--- Exercise description ---
Leave out the pictures, then reproduce the rest of the material exactly.

[begin The input]

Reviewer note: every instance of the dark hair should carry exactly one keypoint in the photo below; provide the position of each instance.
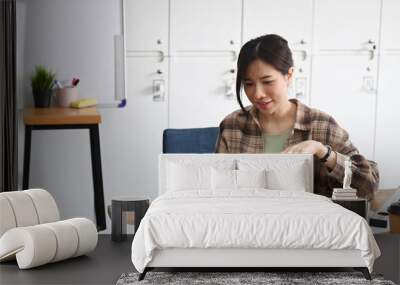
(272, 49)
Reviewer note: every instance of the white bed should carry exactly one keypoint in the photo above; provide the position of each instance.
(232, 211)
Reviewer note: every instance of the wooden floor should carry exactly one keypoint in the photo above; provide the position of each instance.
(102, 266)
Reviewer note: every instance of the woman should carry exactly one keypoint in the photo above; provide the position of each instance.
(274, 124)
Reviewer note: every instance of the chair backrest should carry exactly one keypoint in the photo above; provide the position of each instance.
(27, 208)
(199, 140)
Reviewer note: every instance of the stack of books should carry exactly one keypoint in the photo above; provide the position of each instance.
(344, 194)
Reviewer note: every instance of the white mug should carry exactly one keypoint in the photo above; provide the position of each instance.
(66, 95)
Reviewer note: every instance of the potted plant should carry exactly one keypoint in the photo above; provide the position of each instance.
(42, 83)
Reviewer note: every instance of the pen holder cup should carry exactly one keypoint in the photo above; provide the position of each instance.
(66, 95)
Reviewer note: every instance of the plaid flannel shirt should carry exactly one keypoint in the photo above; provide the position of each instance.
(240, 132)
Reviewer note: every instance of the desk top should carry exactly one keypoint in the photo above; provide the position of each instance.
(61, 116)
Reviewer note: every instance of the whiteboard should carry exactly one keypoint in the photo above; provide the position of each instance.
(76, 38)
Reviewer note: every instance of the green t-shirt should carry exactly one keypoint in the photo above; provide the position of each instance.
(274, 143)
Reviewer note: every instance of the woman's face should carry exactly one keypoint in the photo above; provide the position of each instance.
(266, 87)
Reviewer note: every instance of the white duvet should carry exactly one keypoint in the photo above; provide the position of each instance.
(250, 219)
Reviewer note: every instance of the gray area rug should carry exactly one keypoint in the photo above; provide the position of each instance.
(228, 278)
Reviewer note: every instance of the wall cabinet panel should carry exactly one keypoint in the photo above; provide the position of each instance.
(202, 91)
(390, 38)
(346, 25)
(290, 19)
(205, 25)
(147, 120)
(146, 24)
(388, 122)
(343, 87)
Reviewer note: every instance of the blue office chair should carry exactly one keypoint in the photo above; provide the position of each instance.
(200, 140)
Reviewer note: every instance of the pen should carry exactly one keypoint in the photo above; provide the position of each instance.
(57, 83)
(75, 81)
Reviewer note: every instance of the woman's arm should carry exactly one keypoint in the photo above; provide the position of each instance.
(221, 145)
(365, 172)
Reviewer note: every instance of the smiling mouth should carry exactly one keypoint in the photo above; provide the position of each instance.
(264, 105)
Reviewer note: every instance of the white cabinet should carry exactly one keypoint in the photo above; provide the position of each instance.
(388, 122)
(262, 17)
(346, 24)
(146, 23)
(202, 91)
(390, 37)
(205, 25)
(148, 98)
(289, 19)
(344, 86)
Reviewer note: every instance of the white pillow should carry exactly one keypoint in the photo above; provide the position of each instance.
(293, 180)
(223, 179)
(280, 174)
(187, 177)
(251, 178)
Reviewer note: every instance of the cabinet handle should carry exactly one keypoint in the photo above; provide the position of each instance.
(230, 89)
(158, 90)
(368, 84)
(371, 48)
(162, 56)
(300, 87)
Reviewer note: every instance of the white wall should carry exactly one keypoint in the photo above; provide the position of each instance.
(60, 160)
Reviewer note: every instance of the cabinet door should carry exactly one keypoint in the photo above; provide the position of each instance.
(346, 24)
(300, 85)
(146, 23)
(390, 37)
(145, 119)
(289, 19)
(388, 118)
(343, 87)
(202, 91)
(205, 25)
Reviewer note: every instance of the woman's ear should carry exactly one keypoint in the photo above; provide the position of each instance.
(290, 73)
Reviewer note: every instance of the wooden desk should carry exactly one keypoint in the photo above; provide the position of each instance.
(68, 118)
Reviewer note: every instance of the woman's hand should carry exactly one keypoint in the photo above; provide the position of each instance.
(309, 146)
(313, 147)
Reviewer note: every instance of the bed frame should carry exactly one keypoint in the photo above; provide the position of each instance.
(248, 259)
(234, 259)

[end The input]

--- Answer to this exercise ---
Reviewer note: every instance of the dark hair should carry exactly one keypoint in the photo below; provide the position of each instance.
(272, 49)
Reviewer note: every instance of the white bed should carry exactly one keypoint in the photo above; provide the position of each instance.
(232, 211)
Reviewer note: every instance of the wooden floor should carry exactly one keypoint in the photo above; provide the position of each instance.
(102, 266)
Reviewer note: every instance of the woman should carry exactly one keypoint in the photo above; provide the position of each instance.
(274, 124)
Reviewer note: every instance of the chair backrest should carry exactly one keypoint in the photo above; provide the position of each instance.
(27, 208)
(199, 140)
Reviewer note: every instance of the stack of books should carry exactly one keypoint in the photo above; provide the position of each instance.
(344, 194)
Reviewer note: every instance of the white mug should carry exactly one keypoint in the photo above; provide the position of each instance.
(66, 95)
Reviewer note: every instance of the potted plant should carry exactly one keypoint in the photo above; provide the position of each instance.
(42, 83)
Reviewer note: every instance of the pen holder cup should carry exactly one keypoint in the photo above; provide the position of each instance.
(66, 95)
Reviewer note: every instance of the plaid flannel shirt should carry exactly one keypoint in the photo above; provide the position of each instance.
(240, 132)
Reviewer note: every instance of the desk top should carry exactly one keypoint in the photo above; provide the position of each instance.
(61, 116)
Reviewer note: every instance of the whiteboard should carry exactly one keypoint in the photo above; provide the position of each instance.
(76, 38)
Reviewer note: every instance of the green t-shirt should carry exactly one keypoint in the photo above; provide the position of each instance.
(274, 143)
Reviewer note: every instance of the woman's face should carry exactly one keypoint in the photo above; provide the position of each instance.
(266, 87)
Reviewer note: every instance of the white duvet should carry exactly one keypoint in the photo above; provide the position of each instance.
(250, 219)
Reviewer note: every instance of the gray area rug should carry exactly one keypoint in the photo above; provide the position of each instance.
(228, 278)
Reviewer note: every instance of the wall cabinet panel should carry exactly one keypoint in the photo above; provide the position of each instance.
(202, 91)
(390, 38)
(346, 25)
(290, 19)
(205, 25)
(147, 120)
(146, 24)
(388, 122)
(343, 87)
Reviewer note: every instance of the blue office chair should carry exactly one keypoint in the photo above; provide the position of each instance.
(200, 140)
Reviewer note: every instance of the pen should carry exactly one keypoint in the photo above; provide the position of each instance.
(57, 83)
(75, 81)
Reviewer note: every instance of the woman's arm should carry exactly one keypoint in the photo above; provide the position of each instance.
(221, 145)
(365, 172)
Reviewer note: every instance of the smiling mouth should carry exactly one keypoint in the photo above; provide the position of each instance.
(264, 105)
Reviewer note: every instance of the white cabinet should carry exactly one keypoint in the photo above; provide the position of each instance.
(388, 122)
(262, 17)
(346, 24)
(146, 23)
(202, 91)
(390, 37)
(205, 25)
(148, 98)
(289, 19)
(344, 86)
Reviewer note: every instance of the white pillow should carry exactly one keypoint in the photo above; provide the position of each instance.
(293, 180)
(223, 179)
(280, 174)
(187, 177)
(251, 178)
Reviewer note: every instance of the cabinet handle should carry exactly one keypoint in the photo above; provide the position of each instance.
(230, 89)
(158, 90)
(368, 84)
(371, 48)
(162, 56)
(300, 87)
Reviewer note: every instance of the white wall should carry exactly one keypoint in the photo above; provide the position of each instance.
(60, 160)
Reviewer note: every instance of the cabinet door should carry exactly one keypoint in the photo above; provide the position of each instance.
(346, 24)
(300, 85)
(146, 23)
(390, 37)
(145, 119)
(289, 19)
(388, 118)
(343, 87)
(202, 91)
(205, 25)
Reviewer note: every instance of the woman's ear should carry exactly one keypoint in the photo above; provide the position of each instance.
(290, 73)
Reviewer note: every instance of the wooden desk should carry exactly one keypoint in the photo above; provide the position of each instance.
(68, 118)
Reviewer note: every instance of the woman's hand should carry exactly one keypoint in the photo above; provide the position of each instance.
(309, 146)
(313, 147)
Reviewer note: every instance of the bed frame should carry exactly one keypoint in the photo above; provide the position of each instance.
(248, 259)
(234, 259)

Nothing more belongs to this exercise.